*Set task*
Word for word, set down the records and skip each picture.

A run of records
— Begin —

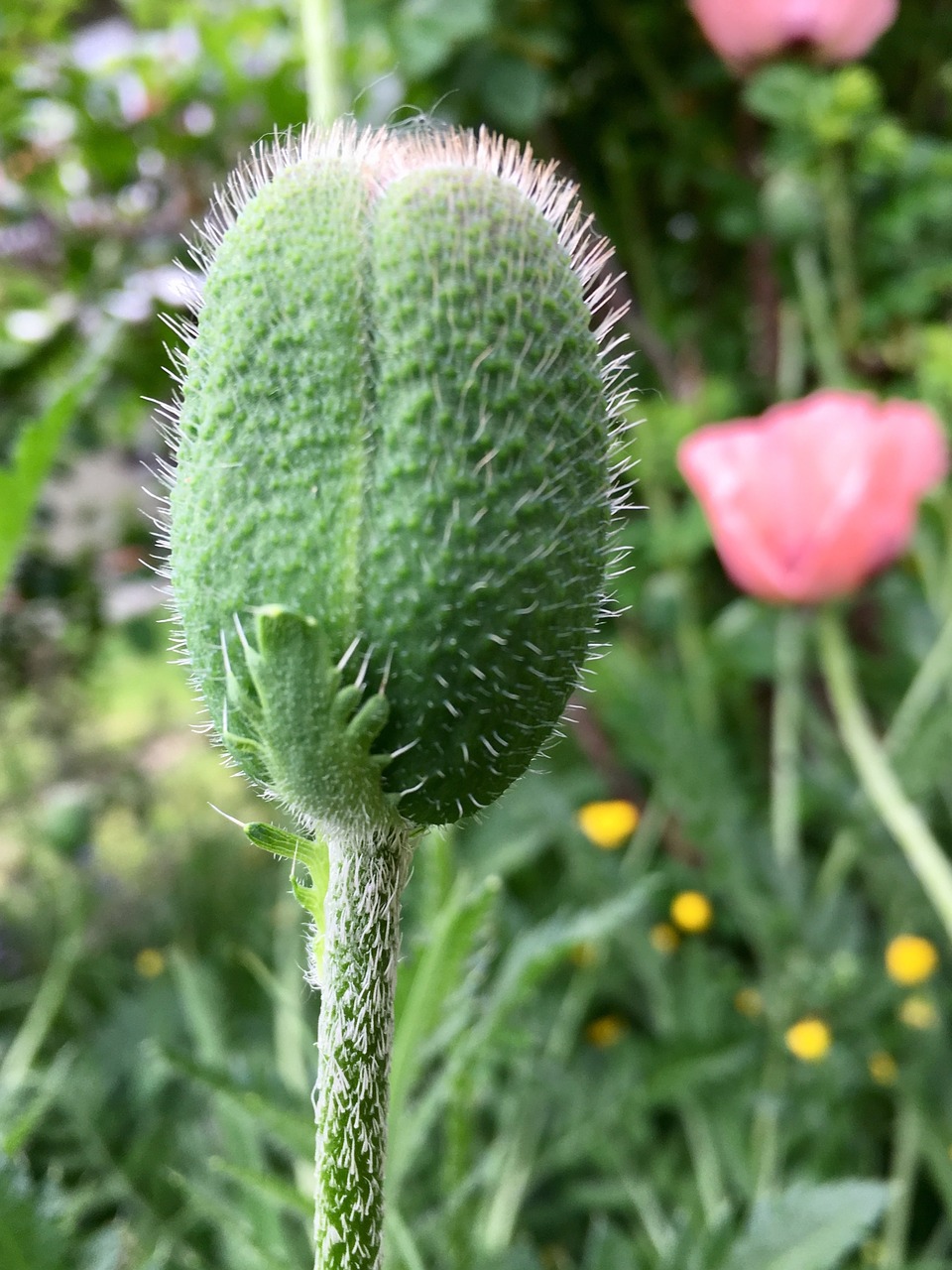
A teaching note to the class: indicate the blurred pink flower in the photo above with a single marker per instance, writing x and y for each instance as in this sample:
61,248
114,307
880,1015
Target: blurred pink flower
812,497
746,32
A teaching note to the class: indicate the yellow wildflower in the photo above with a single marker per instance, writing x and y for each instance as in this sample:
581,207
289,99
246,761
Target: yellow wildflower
809,1039
664,938
910,959
749,1002
918,1012
692,912
608,825
150,962
604,1032
883,1067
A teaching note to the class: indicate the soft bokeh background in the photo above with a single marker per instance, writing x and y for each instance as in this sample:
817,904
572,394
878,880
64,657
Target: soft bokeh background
627,1040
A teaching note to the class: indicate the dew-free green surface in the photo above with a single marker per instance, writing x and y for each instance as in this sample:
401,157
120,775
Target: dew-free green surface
394,423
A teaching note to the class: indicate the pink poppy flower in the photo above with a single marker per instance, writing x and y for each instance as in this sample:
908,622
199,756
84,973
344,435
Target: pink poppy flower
811,498
747,32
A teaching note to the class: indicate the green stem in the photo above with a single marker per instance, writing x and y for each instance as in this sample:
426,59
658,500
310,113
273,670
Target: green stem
932,679
354,1039
765,1130
815,305
787,714
876,776
839,238
320,28
905,1161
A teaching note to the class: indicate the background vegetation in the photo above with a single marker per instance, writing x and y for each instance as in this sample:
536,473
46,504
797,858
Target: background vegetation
585,1076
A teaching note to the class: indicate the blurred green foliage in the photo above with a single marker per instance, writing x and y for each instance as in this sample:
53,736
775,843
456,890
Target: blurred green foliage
155,1037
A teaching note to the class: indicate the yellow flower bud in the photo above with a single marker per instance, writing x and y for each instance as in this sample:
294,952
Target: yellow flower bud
692,912
608,825
809,1039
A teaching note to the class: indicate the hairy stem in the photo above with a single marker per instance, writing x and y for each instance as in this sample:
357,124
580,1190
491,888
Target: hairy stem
320,24
354,1039
815,307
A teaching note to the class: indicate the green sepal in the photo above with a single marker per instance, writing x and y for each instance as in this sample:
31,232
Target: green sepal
296,726
312,853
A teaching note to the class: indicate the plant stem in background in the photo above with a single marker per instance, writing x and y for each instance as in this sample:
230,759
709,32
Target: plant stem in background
932,679
905,1161
839,238
321,28
876,776
354,1039
784,758
815,304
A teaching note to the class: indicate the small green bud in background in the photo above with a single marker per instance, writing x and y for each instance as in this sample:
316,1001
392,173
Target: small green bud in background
390,522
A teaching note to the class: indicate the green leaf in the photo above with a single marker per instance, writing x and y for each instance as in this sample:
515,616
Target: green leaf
286,1124
312,853
35,452
268,1188
807,1227
433,976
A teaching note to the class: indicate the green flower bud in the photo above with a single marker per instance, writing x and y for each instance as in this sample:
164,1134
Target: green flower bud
390,517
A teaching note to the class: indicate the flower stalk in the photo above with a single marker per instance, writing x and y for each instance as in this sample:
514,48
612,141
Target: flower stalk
354,1040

— End —

*Problem solution*
A teaching note to the class: indicate the blurred pink flower in the photo above with a single marker per instance, writing x and y for each instance as in this sample:
61,248
114,307
880,1015
Target: blurred pink flower
812,497
746,32
A teaching note to the class: indicate the yellow wildflower in the photo above with a single marker per instance, writing x and y for each instance as in this sample:
581,207
289,99
246,761
Target: yellow wildflower
809,1039
664,938
910,959
749,1002
918,1012
692,912
608,825
150,962
604,1032
883,1067
A teaching note to the class: indicate the soft bokeh background in the photo above with a single marker per instance, writing x and y for each instance as in this sample:
817,904
572,394
878,880
64,657
Target: soft bokeh background
627,1040
A teaching note to the class: indicate the dew-free green surface in the photo above with a single marker per instance, writing x and y for each instance as in this sample:
401,157
120,775
Target: dew-free green surface
394,423
A teaching note to the class: indicate the pink poppy flower in the photo above with a single marker per instance, writing x and y for each instance as in this sample:
908,622
199,756
84,973
344,435
Target: pink poppy flower
811,498
747,32
A teaching note to the class: indicate the green stem in the photo above with a single marker per instance, writing x and y for each instance as in this sample:
426,59
658,500
310,113
273,670
Target: green stem
932,679
354,1039
765,1130
815,305
787,714
876,776
839,238
320,28
905,1161
A teaching note to the class: indicate the background vegetation in the photo above with a single marker per instance, writing x and y for each instance as in this sample:
536,473
46,504
797,858
Target: background vegetation
585,1076
A teaching note to the class: indicate the blurred green foliage in the photo above with a single marker per instance, writing x and y for each instance as in this sample:
53,736
775,843
456,890
Target: blurred green foliage
155,1037
A teaching note to the class: indicate the yellow flower bud in the photo above with a single marker per instance, writing x and y for each instance as in this sample:
294,952
Target: yellow flower bud
692,912
608,825
809,1039
A teaching note to the class: indicate the hairy stem in the photo above with a single marker per instance, writing x and y for each instance as in this sample:
357,124
580,1190
491,888
Target: hairy stem
320,24
354,1039
815,307
A teaching note to the class: indicate the green sepal in the photo above with a single marker per instance, writing x and y for each instance as in this sample:
31,232
Target: green sepal
296,726
312,853
A teaching note to the class: indicate the plant stem in background in the photo above with a single marker per instance, writing x and y for each instance as in this sample:
230,759
709,32
Target: plant stem in background
932,679
905,1161
839,238
321,28
876,776
354,1039
784,758
815,304
A teaching note to the class: indicate the small green bud in background in the photo above with a single marker per instance, writing x and y for each instance as in this sample:
316,1001
392,173
Target: small green bud in background
390,522
A teaching note to the class: indicate the green leaf in the photo above with a single marker per instance, writing x and y for each instance as in this sample:
515,616
Target: green leaf
286,1124
312,853
35,452
268,1188
807,1227
433,976
A teaching note to the class: indicate the green flower bud in the photo above with a single marker per instance, writing x and y for each instance as in this sample:
164,1134
Target: green flower bud
390,517
A teaching note to the class: indicate the flower stalk in the photo above with a single marker per instance, writing x and y for each instance as in this sample:
514,48
612,141
Target: flower stalk
354,1040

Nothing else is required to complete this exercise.